**Task objective**
Edit the material below, replacing "instance" with "occurrence" wherever it occurs and leaving everything else unchanged.
________________________________________
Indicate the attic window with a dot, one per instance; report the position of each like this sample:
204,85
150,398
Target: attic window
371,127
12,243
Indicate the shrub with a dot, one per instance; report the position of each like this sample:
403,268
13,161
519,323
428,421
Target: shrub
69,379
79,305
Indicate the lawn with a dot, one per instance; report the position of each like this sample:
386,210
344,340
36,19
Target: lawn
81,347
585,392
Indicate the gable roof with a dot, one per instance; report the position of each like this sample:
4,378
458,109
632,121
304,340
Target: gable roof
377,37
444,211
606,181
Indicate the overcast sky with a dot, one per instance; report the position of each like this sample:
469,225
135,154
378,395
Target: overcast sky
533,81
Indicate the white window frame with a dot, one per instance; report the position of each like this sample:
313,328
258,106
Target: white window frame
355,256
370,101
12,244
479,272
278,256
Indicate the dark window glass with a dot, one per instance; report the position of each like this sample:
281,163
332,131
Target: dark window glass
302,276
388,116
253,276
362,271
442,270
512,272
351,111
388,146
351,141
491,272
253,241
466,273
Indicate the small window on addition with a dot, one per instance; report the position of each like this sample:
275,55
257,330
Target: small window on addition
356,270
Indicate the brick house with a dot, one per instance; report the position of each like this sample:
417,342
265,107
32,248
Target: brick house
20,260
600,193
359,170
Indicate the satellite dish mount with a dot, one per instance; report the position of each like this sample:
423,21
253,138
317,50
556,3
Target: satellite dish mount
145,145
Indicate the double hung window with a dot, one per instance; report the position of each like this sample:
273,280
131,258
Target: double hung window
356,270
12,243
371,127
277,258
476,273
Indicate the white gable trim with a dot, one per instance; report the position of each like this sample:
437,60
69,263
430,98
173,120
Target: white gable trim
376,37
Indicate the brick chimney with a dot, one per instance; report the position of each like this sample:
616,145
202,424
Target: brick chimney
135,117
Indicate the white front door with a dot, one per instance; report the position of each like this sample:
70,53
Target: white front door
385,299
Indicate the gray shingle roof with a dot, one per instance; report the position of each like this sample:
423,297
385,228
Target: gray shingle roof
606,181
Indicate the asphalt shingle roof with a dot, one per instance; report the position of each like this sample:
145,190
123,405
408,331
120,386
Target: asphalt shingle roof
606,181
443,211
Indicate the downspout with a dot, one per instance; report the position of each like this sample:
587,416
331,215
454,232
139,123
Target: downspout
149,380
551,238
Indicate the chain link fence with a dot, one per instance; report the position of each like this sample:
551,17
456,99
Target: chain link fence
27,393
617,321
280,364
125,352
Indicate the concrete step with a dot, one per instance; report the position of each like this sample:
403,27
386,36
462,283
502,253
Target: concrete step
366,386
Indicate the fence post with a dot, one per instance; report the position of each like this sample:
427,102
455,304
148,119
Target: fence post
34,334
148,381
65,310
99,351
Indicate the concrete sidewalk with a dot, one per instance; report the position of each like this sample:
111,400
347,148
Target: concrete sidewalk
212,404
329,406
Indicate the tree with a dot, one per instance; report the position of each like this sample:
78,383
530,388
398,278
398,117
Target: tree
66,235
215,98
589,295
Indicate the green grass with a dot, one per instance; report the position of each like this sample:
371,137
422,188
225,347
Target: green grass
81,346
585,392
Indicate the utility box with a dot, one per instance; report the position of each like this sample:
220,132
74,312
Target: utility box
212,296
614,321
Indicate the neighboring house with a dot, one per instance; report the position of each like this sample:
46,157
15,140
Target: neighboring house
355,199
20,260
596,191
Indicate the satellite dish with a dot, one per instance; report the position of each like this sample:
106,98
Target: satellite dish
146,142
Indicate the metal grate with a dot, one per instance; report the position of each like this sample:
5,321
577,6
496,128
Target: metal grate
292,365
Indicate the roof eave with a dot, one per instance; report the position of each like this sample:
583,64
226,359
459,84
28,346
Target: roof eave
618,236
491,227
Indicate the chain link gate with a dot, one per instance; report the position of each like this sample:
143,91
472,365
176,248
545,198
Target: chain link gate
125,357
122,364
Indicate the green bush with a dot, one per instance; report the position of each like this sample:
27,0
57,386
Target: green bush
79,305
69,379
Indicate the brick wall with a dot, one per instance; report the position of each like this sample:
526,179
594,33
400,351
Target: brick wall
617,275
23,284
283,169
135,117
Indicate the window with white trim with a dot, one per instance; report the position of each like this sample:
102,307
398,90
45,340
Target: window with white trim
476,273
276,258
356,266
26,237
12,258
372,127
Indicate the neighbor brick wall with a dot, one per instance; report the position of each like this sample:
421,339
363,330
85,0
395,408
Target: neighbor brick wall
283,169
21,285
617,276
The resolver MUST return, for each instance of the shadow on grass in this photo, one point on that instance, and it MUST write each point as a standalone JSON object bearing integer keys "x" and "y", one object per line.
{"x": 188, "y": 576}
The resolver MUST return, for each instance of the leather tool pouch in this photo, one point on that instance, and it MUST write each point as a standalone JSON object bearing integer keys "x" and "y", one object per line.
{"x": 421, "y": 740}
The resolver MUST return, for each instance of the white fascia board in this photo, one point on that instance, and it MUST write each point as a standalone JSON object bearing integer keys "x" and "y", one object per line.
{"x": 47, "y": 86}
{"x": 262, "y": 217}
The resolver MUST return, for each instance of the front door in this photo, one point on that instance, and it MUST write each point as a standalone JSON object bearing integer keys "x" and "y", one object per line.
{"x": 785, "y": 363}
________________________________________
**Result of the exercise**
Indicate the attic window with a dot, one per occurrence; report the position of each like this sample:
204,85
150,398
Target: attic window
371,127
12,243
Indicate the shrub with a dot, one per occurrence; report the position of each like this sample:
403,268
13,161
519,323
428,421
Target: shrub
69,379
79,305
Indicate the lawn with a dot, one per occurrence; report the position of each like this sample:
386,210
344,340
36,19
Target: lawn
81,347
585,392
Indicate the gable roof with a dot, one per occurrence; report the position of each like this sample:
4,378
458,109
632,121
304,340
Target: gable roof
377,37
444,211
606,181
Indicate the overcast sky with a dot, one per occurrence; report the position of each like this sample:
469,225
135,154
378,395
Target: overcast sky
533,81
Indicate the white window frame with a dot, one per occurrence; report the position of each like this sample:
313,328
258,106
Target: white window frame
355,256
370,101
12,244
479,272
278,256
Indicate the dark window glass with a dot, one per occurrence; report the position of each like this sample:
281,163
332,131
Target: dark window glass
302,276
388,116
253,276
362,271
442,270
512,272
351,111
388,146
351,141
491,272
253,241
466,273
Indicate the small window on addition with a dot, one per occurrence; report the position of each like this sample:
275,55
257,330
Target: small window on addition
356,270
Indicate the brick house with a dot, one per occurrence; report the position of each like this sample:
417,342
265,107
32,248
Target: brick house
20,260
600,193
359,170
Indicate the satellite dish mount with a dot, one per occurrence; report the position of each like this sample:
423,21
253,138
317,50
556,3
Target: satellite dish mount
145,145
Indicate the double hung window with a dot, one per occurrence; report the position of each like this sample:
273,280
131,258
Target: double hung window
356,270
12,243
371,127
277,258
476,273
Indicate the white gable trim with a dot, one per occurrence; report the position of each like this sample:
437,60
69,263
430,98
173,120
Target: white gable trim
376,37
Indicate the brick chimney with a dot, one per occurrence; report the position of each like this sample:
616,145
202,424
Target: brick chimney
135,117
Indicate the white front door with a dot, one per occurrence; report the position of each like this sample:
70,53
Target: white front door
385,299
Indicate the gray shingle roof with a dot, one per occurrence; report the position of each like this sample:
423,297
385,228
Target: gray shingle roof
606,181
Indicate the asphalt shingle roof with a dot, one per occurrence; report the position of each like this sample:
145,190
123,405
408,331
120,386
Target: asphalt shingle roof
606,181
443,211
Indicate the downspout with a dot, one per occurrence; report the position of each like this sample:
587,416
331,215
454,232
139,123
Target: downspout
149,380
551,238
Indicate the chain link fence with a dot, one per occurrence; report the position of each like this sample:
551,17
456,99
Target: chain link fence
27,393
617,321
280,364
125,352
Indicate the concrete step with a dot, one per occurrence; report the position of each like this sample:
403,27
386,36
462,283
502,253
Target: concrete step
366,386
Indicate the fence post with a dot, one per occurrence; report the position of each like this sample:
427,102
455,304
148,119
Target: fence post
34,334
148,381
65,310
99,351
Indicate the concrete sidewalk with a dot, one per occurrence; report the position of each like this sample:
111,400
347,148
Target: concrete sidewalk
212,404
329,406
Indicate the tree with a dot, one per occurrence; report the position of each like this sample:
78,383
530,388
398,278
398,117
Target: tree
66,235
215,98
589,295
Indicate the green grass with a dot, one per occurrence; report the position of each like this sample:
371,137
422,188
225,347
Target: green grass
81,346
585,392
Indicate the utility box with a dot, one per occurrence; report the position of each like this sample:
220,132
74,312
Target: utility box
212,296
614,321
Indicate the neighboring house with a dot, one per occurrence; report the position of each like this sample:
46,157
15,140
Target: neighboring house
355,199
20,260
596,191
Indicate the satellite dish with a dot, one per occurrence; report the position of each like this sample:
106,98
Target: satellite dish
146,142
Indicate the metal grate with a dot, one per occurrence; report the position of each like this sample:
5,321
577,6
496,128
Target: metal grate
292,365
Indicate the roof eave with a dot, one per occurrence; report the position of each like this sample:
583,64
226,359
459,84
28,346
Target: roof eave
618,236
491,227
Indicate the chain link gate with a dot, one per occurrence; report the position of each like this sample:
143,91
472,365
176,248
545,198
Target: chain link gate
125,357
122,364
Indicate the green bush with a dot, one per occurrence; report the position of each like this sample:
27,0
57,386
Target: green bush
79,305
69,379
Indicate the brick wall with a dot, one per occurrence; report the position of each like this sample:
526,179
594,33
400,351
Target: brick wall
617,275
23,284
283,169
135,117
Indicate the window with white trim with a dot, one per occurrence; report the position of each like this sample:
102,307
398,90
45,340
Target: window with white trim
476,273
276,258
356,266
26,237
12,258
372,127
Indicate the neighbor brick wall with a dot, one per occurrence; report the position of each like this sample:
421,339
363,330
85,0
395,408
Target: neighbor brick wall
283,169
21,285
617,276
The resolver MUST return, for each occurrence of the shadow on grass in this photo, one point on that occurrence, and it MUST write each point as a standalone JSON object bearing integer keys "x" and "y", one object per line.
{"x": 188, "y": 576}
The resolver MUST return, for each occurrence of the leather tool pouch in this photo, one point on that occurrence, and it MUST write each point as a standalone JSON object bearing integer keys "x" and "y", one object per line.
{"x": 421, "y": 740}
The resolver MUST return, for each occurrence of the white fascia board in this photo, one point on that occurrence, and it MUST write each point as a standalone JSON object bearing integer keys "x" and "y", one object per line.
{"x": 47, "y": 86}
{"x": 262, "y": 217}
The resolver MUST return, for each occurrence of the front door in this photo, one point on that occurrence, and it MUST write each point as a standalone JSON object bearing integer keys "x" and "y", one object per line.
{"x": 785, "y": 363}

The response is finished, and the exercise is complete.